REQUIRED ACTION — Look through the entries below for the string "bridge", and copy each line where it is found.

--- MATERIAL SUPPLIED Enclosed Below ---

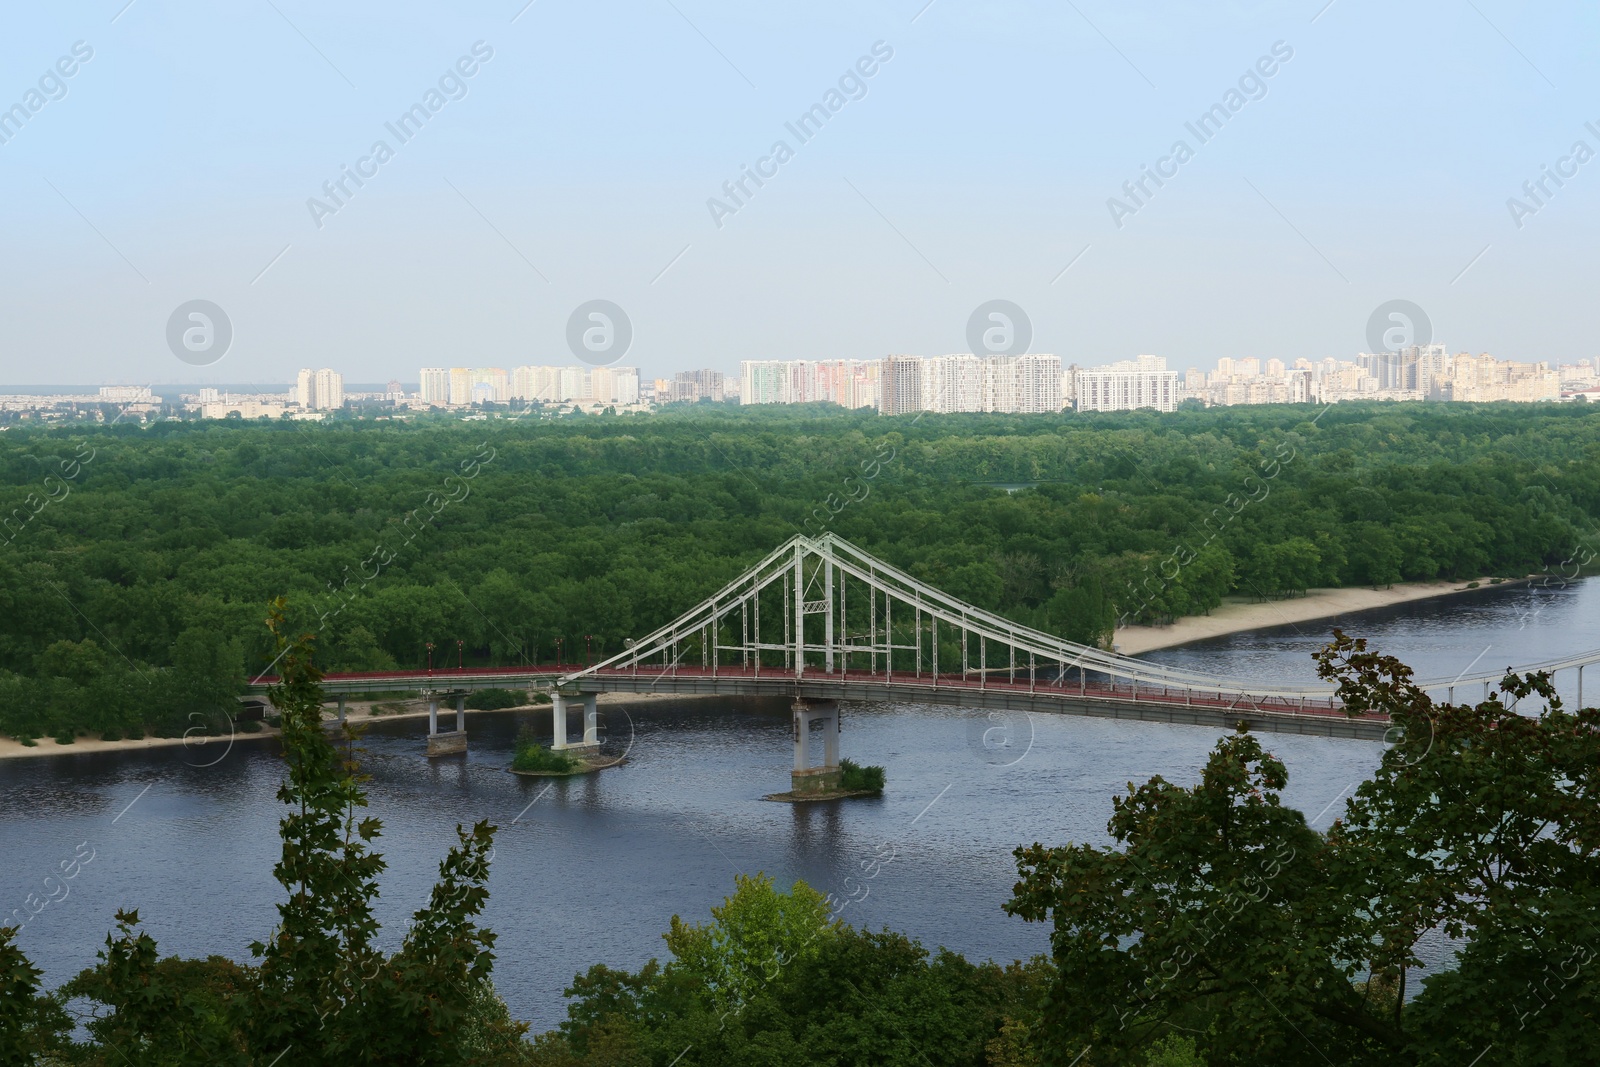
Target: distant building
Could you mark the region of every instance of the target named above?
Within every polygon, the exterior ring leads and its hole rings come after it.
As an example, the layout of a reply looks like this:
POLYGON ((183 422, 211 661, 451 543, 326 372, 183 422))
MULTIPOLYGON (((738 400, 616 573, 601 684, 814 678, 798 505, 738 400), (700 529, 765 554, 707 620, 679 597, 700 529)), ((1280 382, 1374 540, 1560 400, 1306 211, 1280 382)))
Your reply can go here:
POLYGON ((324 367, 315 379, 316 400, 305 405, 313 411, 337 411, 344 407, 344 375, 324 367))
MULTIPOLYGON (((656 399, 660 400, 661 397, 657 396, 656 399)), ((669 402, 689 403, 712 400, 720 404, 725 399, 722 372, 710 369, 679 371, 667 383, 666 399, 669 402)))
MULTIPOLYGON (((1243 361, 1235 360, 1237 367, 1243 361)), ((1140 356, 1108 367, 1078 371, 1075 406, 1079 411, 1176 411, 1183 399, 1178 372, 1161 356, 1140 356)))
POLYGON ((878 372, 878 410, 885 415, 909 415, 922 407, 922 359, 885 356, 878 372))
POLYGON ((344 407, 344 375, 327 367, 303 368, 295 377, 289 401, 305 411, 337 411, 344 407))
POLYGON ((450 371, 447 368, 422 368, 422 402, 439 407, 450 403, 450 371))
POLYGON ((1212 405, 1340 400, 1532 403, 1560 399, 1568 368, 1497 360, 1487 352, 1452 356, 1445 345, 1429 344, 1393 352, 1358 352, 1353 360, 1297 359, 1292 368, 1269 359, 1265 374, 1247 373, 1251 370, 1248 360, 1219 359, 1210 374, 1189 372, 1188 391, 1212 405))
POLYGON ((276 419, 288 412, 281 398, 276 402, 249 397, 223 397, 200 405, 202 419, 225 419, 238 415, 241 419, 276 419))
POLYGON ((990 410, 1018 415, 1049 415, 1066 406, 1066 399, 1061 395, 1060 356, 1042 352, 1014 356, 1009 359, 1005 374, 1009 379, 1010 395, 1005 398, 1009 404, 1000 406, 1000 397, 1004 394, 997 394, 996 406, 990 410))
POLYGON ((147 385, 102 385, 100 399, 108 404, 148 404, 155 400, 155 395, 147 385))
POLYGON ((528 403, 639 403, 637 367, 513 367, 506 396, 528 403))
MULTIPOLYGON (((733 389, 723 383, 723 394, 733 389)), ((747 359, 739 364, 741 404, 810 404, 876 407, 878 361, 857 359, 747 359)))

--- End of Enclosed MATERIAL SUPPLIED ---
--- MATERIAL SUPPLIED Enclosed Below ---

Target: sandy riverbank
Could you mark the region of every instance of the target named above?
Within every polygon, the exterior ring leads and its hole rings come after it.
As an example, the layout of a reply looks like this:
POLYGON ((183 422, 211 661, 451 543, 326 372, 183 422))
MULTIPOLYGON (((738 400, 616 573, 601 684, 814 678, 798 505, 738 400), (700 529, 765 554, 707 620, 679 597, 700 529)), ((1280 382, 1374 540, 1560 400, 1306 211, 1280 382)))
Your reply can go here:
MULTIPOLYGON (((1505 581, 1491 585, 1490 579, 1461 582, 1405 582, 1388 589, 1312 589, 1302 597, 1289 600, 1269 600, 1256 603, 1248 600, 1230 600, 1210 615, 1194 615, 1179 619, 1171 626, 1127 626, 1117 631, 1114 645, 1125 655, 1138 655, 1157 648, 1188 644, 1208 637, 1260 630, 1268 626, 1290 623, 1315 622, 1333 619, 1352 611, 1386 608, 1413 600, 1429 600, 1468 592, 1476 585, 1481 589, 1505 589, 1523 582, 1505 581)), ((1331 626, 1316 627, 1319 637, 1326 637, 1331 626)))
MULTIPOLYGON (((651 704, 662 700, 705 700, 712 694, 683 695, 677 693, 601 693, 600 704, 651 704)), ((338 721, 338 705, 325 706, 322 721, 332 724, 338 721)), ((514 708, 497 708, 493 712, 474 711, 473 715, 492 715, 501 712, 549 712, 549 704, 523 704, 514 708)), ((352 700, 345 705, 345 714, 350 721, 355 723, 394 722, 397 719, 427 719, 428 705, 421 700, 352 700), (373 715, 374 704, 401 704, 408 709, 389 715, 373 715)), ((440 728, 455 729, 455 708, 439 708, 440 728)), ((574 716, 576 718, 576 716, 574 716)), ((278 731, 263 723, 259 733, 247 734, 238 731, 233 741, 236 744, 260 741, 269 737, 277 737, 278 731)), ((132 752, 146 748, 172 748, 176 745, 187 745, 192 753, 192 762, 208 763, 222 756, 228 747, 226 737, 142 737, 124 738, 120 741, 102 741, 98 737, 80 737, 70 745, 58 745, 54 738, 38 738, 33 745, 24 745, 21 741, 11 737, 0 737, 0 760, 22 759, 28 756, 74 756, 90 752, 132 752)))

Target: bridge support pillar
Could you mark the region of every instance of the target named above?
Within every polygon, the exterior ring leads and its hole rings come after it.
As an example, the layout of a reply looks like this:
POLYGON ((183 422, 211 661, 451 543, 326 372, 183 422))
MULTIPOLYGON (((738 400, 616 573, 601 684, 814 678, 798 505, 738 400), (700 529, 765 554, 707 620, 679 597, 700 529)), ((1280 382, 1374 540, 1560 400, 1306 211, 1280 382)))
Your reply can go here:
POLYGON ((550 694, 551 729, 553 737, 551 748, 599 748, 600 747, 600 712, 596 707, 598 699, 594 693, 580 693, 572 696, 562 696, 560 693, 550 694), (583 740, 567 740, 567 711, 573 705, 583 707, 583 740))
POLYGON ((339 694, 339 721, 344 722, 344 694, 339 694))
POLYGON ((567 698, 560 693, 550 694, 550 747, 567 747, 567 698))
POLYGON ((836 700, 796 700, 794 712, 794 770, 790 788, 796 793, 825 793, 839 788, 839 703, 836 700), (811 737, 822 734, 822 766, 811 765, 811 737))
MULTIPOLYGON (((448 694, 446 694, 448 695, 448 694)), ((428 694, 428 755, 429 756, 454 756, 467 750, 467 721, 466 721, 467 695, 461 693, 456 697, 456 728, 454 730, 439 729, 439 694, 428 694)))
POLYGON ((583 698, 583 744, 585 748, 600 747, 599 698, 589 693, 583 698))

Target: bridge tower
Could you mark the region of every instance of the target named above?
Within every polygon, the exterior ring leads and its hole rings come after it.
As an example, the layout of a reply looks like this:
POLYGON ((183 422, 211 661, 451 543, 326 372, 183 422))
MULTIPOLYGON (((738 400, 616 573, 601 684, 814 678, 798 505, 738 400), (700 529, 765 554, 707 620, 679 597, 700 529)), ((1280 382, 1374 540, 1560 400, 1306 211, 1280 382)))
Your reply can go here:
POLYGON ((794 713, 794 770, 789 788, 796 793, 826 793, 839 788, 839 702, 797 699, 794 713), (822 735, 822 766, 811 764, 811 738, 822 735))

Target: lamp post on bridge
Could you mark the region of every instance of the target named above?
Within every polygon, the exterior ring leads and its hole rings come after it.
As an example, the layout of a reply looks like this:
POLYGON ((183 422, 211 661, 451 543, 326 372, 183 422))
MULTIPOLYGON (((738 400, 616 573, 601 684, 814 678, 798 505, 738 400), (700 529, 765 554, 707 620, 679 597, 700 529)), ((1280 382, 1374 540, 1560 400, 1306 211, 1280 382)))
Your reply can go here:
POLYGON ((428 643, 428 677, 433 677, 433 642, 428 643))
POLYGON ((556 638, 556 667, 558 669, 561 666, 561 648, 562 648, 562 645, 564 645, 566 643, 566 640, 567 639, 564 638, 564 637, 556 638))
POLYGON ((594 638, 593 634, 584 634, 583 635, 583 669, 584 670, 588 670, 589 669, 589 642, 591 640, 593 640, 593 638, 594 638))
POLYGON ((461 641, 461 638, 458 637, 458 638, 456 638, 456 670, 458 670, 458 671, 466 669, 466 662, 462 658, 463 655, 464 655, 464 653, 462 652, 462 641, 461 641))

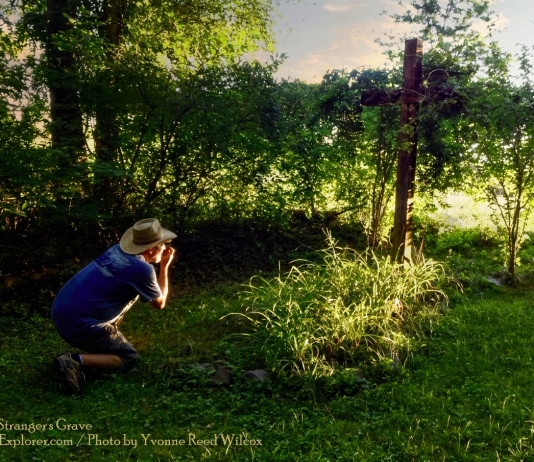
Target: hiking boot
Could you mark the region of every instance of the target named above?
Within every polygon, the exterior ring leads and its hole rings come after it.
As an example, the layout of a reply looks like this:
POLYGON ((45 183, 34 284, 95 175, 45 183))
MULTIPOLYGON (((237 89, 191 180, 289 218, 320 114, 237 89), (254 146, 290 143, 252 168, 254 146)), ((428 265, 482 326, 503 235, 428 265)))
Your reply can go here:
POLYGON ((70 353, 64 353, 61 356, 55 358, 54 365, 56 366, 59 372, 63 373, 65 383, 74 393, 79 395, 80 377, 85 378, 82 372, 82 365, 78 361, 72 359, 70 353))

--- End of Enclosed MATERIAL SUPPLIED ---
--- MATERIAL SUPPLIED Enclosed Below ---

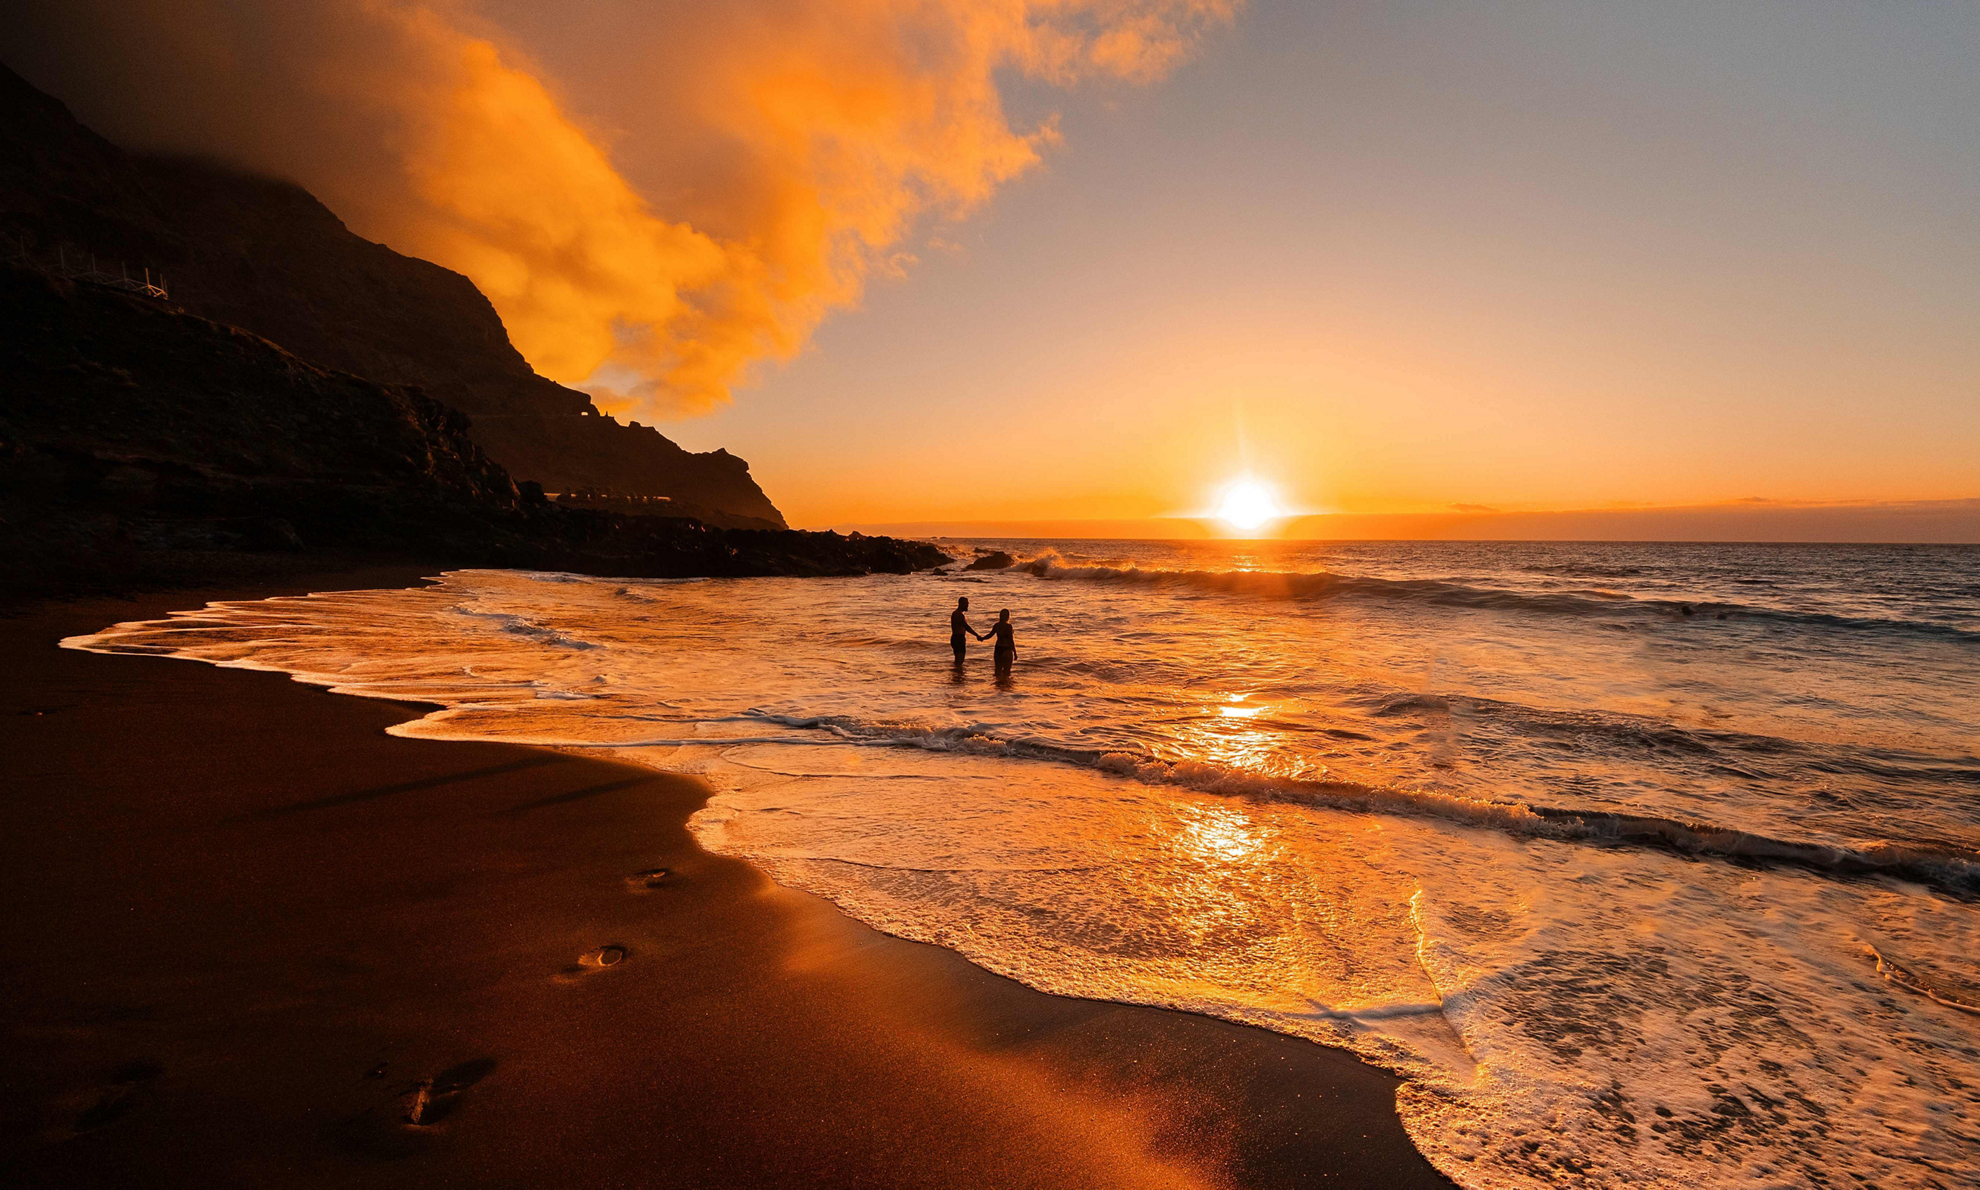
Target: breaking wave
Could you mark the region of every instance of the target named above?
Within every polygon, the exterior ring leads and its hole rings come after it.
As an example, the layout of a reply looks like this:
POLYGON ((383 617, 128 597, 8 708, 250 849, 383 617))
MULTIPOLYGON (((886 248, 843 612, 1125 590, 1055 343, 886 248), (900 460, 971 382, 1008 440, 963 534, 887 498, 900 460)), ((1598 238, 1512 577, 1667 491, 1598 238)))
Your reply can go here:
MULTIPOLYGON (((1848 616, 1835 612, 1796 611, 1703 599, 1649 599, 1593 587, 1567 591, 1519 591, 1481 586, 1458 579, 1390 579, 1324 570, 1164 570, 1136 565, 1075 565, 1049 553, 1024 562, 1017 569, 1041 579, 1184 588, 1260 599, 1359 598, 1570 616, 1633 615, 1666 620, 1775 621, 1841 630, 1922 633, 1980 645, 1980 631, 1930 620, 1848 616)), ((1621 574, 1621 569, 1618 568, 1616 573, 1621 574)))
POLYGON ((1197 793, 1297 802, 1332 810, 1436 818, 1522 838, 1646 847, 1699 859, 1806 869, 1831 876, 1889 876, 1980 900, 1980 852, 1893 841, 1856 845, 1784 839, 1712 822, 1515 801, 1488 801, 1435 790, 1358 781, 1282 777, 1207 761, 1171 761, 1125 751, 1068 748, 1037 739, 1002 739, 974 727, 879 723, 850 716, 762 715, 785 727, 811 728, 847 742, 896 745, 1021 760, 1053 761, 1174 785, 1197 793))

--- End of Enclosed MATERIAL SUPPLIED ---

THE COMPLETED TASK —
Target: bridge support pillar
Target: bridge tower
Target: lamp post on bridge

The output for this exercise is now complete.